TASKS AND EXERCISES:
- A) Quote the passage on prison conditions starting with "Due to overcrowding" and going on through "sufficient security personnel.".
- B) Answer these questions from the passage on prison conditions:
(i) What was the total prison population as of Aug. 21, and in how many prisons?
(ii) Which two prisons did the government close in October and November?
(iii) How many individuals were held in the country's four pretrial detention centers as of August?

PAGE EXTRACT:
Although the constitution and law prohibit such practices, government officials received complaints and investigated alleged abuse by members of the security forces on the streets and in detention centers. As of September the NGO Center for the Prevention, Treatment, and Rehabilitation of Victims of Torture and their Families (CPTRT) reported one complaint against security forces for torture.

Prison and Detention Center Conditions

Prison conditions were harsh and sometimes life threatening due to pervasive gang-related violence and the government’s failure to control criminal activity within the prisons. Prisoners suffered from overcrowding, insufficient access to food and water, violence, and abuse by prison officials.

Physical Conditions: Prisoners suffered from severe overcrowding, malnutrition, lack of adequate sanitation and medical care, and, in some prisons, lack of adequate ventilation and lighting. The Ministry of Human Rights, Justice, Governance, and Decentralization reported that, as of Aug. 21, the total prison population was 18,950 in 27 prisons, a 10-percent increase over August 2016. According to the ministry, the system had designed capacity for approximately 10,600 inmates. This included two prisons that were opened in late 2016 with capacity for 1,600 inmates. In October and November, the government closed the San Pedro Sula prison and the Santa Barbara prison, two of the most overcrowded facilities and both located in city centers, and transferred the inmates to other facilities. Family members and NGOs complained that transfer to prisons farther away increased cost of visits and made it more difficult for prisoners to maintain family relationships. Local authorities were concerned about additional overcrowding and limited rehabilitation resources.

The National Prison Institute (INP) reported that as of Aug. 28, 23 male inmates had died in prison, 16 from natural causes, and seven from violence. The INP reported no deaths involving prison officials. In contrast, the quasi-governmental National Committee for the Prevention of Torture, Cruel, Inhuman, or Degrading Treatment (CONAPREV) reported that 19 prisoners died in altercations between inmates, three committed suicide, and four died from illness. In August and September, authorities discovered clandestine graveyards in the Tamara prison in areas controlled by MS-13 gang members following the transfer of gang leaders to a new high-security prison. Forensic authorities reported that some of the bodies had been buried more than four years.

As of August the Ministry of Human Rights, Justice, Governance, and Decentralization reported that the country’s four pretrial detention centers held 49 individuals. Three of these centers were on military installations, and the other was located at the HNP’s Special Operations Command (known as COBRAS). The government used pretrial detention centers to hold high-profile suspects and those in need of additional security. The military provided some support services to the three detention centers located on military bases, but neither administered them nor provided guards for the facilities. Instead, the INP oversaw them, as it did other prisons.

Due to overcrowding and lack of adequate training for prison staff, prisoners were subjected to serious abuse. Prisons lacked trained personnel to safeguard the psychological and physical well-being of inmates, and some prisons lacked sufficient security personnel.

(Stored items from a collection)
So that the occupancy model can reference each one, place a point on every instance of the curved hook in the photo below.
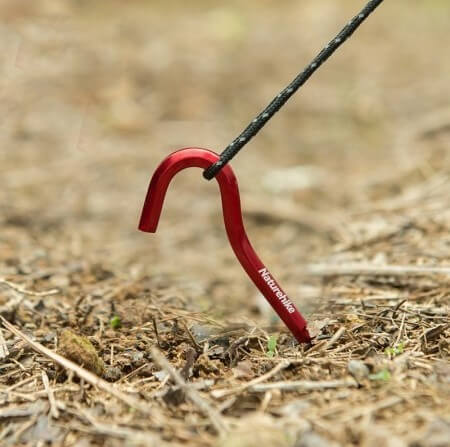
(231, 205)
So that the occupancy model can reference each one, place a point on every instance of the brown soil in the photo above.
(354, 175)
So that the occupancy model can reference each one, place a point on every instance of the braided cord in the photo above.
(278, 102)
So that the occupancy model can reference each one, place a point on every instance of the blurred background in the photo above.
(95, 94)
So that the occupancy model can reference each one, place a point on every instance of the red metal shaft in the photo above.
(231, 205)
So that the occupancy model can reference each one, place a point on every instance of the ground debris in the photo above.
(81, 351)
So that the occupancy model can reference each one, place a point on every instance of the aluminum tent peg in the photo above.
(231, 205)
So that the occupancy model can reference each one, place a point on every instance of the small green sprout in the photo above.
(395, 350)
(271, 345)
(384, 376)
(115, 322)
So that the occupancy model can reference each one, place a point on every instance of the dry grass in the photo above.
(358, 232)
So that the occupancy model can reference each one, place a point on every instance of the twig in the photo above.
(24, 291)
(339, 333)
(4, 352)
(227, 392)
(51, 397)
(375, 270)
(304, 385)
(78, 370)
(382, 405)
(214, 416)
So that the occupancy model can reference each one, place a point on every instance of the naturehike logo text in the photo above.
(276, 290)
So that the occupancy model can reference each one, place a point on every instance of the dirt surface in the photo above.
(346, 197)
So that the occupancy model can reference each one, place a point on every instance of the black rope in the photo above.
(258, 123)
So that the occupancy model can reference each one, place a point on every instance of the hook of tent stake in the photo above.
(231, 205)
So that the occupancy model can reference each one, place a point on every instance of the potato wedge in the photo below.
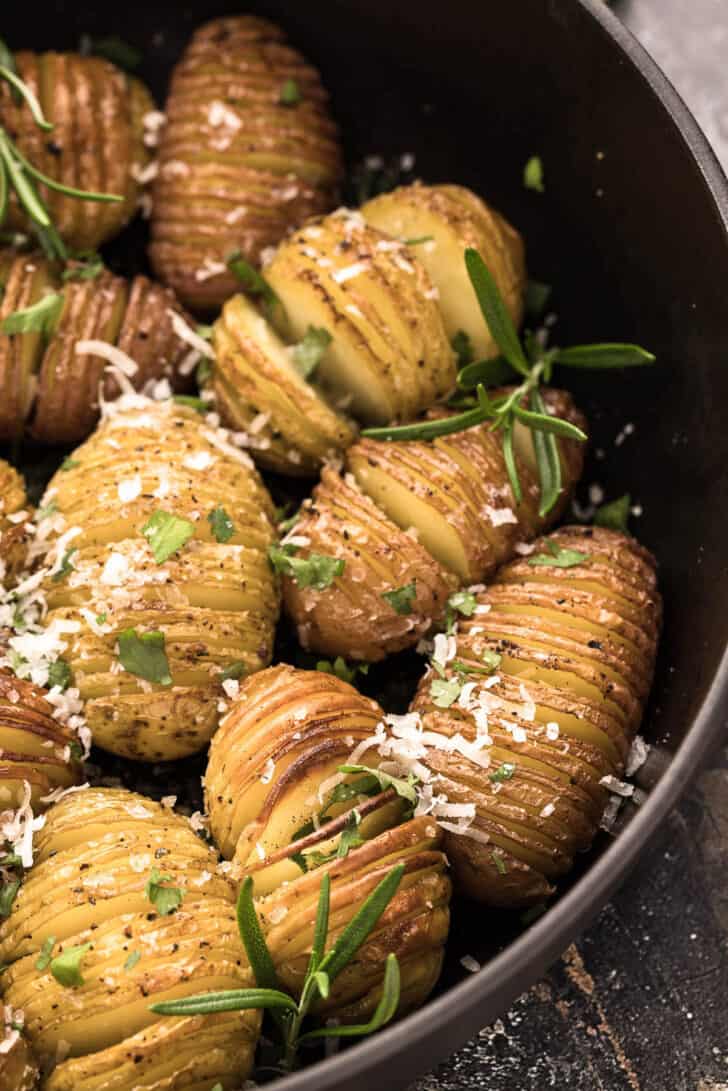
(249, 152)
(97, 142)
(14, 519)
(389, 356)
(438, 223)
(211, 596)
(258, 390)
(455, 493)
(19, 1070)
(102, 861)
(48, 386)
(279, 805)
(391, 591)
(535, 708)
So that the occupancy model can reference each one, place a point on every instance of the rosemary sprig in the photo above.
(19, 175)
(524, 404)
(323, 969)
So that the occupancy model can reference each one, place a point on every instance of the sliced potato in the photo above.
(97, 142)
(440, 223)
(14, 520)
(455, 493)
(389, 356)
(95, 885)
(213, 599)
(550, 675)
(52, 390)
(249, 152)
(391, 590)
(259, 391)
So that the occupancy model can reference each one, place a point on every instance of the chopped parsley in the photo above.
(66, 967)
(40, 318)
(558, 558)
(615, 515)
(317, 571)
(221, 524)
(401, 599)
(166, 534)
(533, 174)
(144, 655)
(290, 93)
(165, 899)
(308, 354)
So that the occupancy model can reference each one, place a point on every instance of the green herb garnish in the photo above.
(144, 655)
(221, 524)
(401, 599)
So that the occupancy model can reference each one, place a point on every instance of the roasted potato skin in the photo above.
(576, 648)
(463, 482)
(48, 387)
(450, 219)
(290, 429)
(214, 601)
(272, 765)
(238, 168)
(351, 618)
(389, 357)
(97, 142)
(93, 862)
(38, 753)
(19, 1070)
(14, 534)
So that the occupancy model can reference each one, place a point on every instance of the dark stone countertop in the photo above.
(640, 1002)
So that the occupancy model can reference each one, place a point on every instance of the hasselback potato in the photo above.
(126, 907)
(249, 152)
(441, 222)
(47, 385)
(157, 548)
(271, 781)
(391, 590)
(260, 393)
(536, 702)
(96, 143)
(389, 356)
(14, 518)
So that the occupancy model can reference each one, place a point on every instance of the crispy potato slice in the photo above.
(550, 676)
(454, 491)
(353, 618)
(214, 599)
(441, 222)
(389, 356)
(249, 152)
(97, 142)
(96, 854)
(259, 391)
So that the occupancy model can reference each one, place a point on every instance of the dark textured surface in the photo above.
(640, 1003)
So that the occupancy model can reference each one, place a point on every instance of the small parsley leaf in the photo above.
(144, 655)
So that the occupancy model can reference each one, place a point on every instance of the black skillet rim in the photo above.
(461, 1011)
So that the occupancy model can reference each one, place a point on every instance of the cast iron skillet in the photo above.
(632, 231)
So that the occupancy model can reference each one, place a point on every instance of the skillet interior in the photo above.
(635, 244)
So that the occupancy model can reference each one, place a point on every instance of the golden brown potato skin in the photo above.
(350, 618)
(560, 709)
(237, 167)
(94, 859)
(450, 219)
(51, 390)
(270, 772)
(97, 142)
(37, 752)
(14, 535)
(19, 1070)
(215, 601)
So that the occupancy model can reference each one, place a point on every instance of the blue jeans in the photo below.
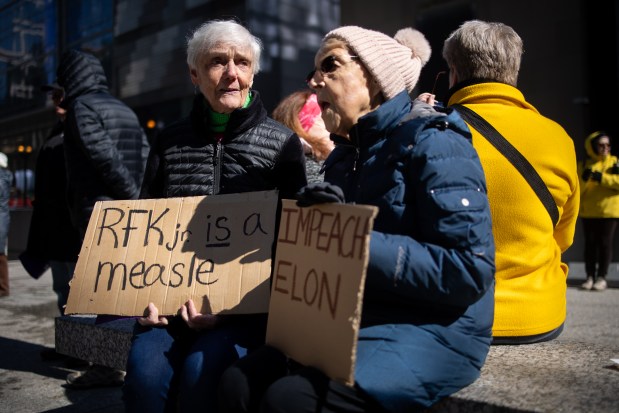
(174, 368)
(62, 272)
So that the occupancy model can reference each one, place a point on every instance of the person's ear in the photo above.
(453, 77)
(193, 73)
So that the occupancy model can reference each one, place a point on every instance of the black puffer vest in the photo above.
(256, 153)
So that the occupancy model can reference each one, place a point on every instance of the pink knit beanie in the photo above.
(395, 62)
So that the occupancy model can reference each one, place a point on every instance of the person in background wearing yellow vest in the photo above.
(6, 180)
(599, 207)
(530, 297)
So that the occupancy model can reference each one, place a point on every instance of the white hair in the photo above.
(216, 32)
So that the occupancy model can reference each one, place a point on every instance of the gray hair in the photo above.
(227, 32)
(482, 50)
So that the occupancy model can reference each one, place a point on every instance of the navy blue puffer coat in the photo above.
(429, 293)
(105, 146)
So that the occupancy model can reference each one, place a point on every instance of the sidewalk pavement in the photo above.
(29, 385)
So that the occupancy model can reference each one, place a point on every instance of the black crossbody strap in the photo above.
(520, 162)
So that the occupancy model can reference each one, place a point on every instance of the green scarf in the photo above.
(219, 121)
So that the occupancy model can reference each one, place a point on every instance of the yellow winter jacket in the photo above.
(530, 295)
(599, 199)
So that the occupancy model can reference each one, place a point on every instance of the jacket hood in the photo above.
(591, 152)
(80, 73)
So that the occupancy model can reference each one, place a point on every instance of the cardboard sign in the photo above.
(215, 250)
(317, 285)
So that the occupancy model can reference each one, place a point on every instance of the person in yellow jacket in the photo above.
(531, 280)
(599, 207)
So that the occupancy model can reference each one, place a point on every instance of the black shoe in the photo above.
(76, 364)
(50, 354)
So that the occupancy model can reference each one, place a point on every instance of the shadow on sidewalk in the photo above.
(16, 355)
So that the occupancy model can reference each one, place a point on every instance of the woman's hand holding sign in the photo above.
(196, 320)
(152, 318)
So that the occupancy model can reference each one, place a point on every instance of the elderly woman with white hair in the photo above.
(428, 298)
(226, 145)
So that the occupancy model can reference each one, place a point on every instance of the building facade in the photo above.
(141, 44)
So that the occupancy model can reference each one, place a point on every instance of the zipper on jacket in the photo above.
(217, 160)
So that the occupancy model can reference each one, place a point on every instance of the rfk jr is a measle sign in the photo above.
(215, 250)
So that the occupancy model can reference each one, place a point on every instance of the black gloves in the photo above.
(596, 176)
(320, 193)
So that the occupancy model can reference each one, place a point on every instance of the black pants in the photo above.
(267, 381)
(599, 235)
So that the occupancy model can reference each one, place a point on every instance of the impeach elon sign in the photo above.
(215, 250)
(318, 283)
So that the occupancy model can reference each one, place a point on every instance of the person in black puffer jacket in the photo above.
(105, 154)
(226, 145)
(105, 146)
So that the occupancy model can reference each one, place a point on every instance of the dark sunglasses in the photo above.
(328, 65)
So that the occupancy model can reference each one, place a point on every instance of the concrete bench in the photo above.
(555, 376)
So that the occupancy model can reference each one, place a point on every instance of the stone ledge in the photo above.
(106, 344)
(556, 376)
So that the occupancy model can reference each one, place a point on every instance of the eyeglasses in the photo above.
(328, 65)
(439, 74)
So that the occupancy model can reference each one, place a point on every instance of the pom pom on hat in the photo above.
(395, 63)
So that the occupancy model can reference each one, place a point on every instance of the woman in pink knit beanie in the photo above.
(428, 298)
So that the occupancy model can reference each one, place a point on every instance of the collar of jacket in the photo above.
(241, 119)
(479, 91)
(380, 121)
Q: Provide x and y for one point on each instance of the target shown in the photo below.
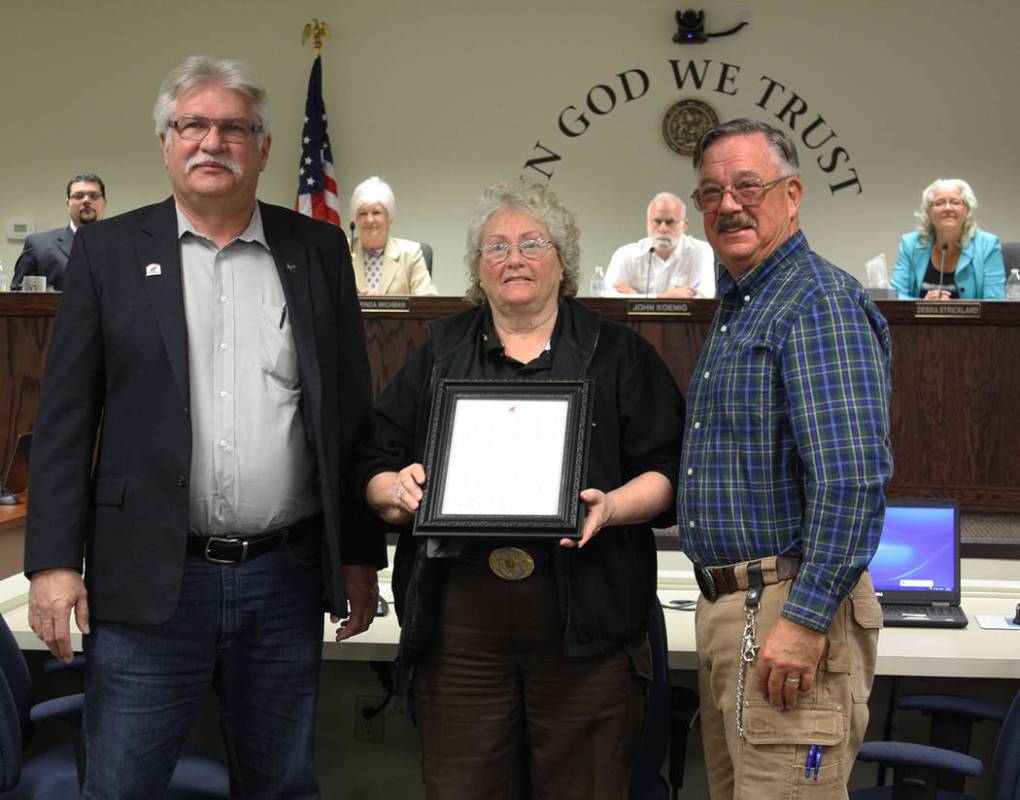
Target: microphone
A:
(941, 267)
(648, 270)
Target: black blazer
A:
(45, 254)
(119, 354)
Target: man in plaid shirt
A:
(785, 459)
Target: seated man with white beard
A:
(667, 262)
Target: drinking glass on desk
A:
(678, 282)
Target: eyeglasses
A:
(195, 129)
(749, 193)
(531, 249)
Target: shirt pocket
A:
(276, 353)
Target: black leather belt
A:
(509, 562)
(716, 581)
(238, 549)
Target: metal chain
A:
(749, 652)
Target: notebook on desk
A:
(916, 569)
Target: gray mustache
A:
(197, 160)
(734, 222)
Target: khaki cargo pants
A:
(768, 764)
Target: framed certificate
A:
(506, 458)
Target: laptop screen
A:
(917, 560)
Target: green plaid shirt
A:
(786, 443)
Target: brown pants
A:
(768, 764)
(504, 714)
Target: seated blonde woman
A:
(384, 264)
(948, 257)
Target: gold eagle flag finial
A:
(315, 31)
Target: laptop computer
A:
(15, 477)
(916, 569)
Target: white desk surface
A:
(971, 652)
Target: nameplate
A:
(936, 309)
(658, 307)
(399, 304)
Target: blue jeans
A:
(255, 632)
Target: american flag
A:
(316, 180)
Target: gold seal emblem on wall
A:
(684, 122)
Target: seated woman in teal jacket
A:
(948, 257)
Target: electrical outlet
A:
(368, 729)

OUTPUTS FOR THE TASKS:
- A)
Due to overcrowding and lack of adequate training for prison staff, prisoners were subjected to serious abuse. Prisons lacked trained personnel to safeguard the psychological and physical well-being of inmates, and some prisons lacked sufficient security personnel.

- B)
(i) 18,950 inmates in 27 prisons
(ii) The San Pedro Sula prison and the Santa Barbara prison
(iii) 49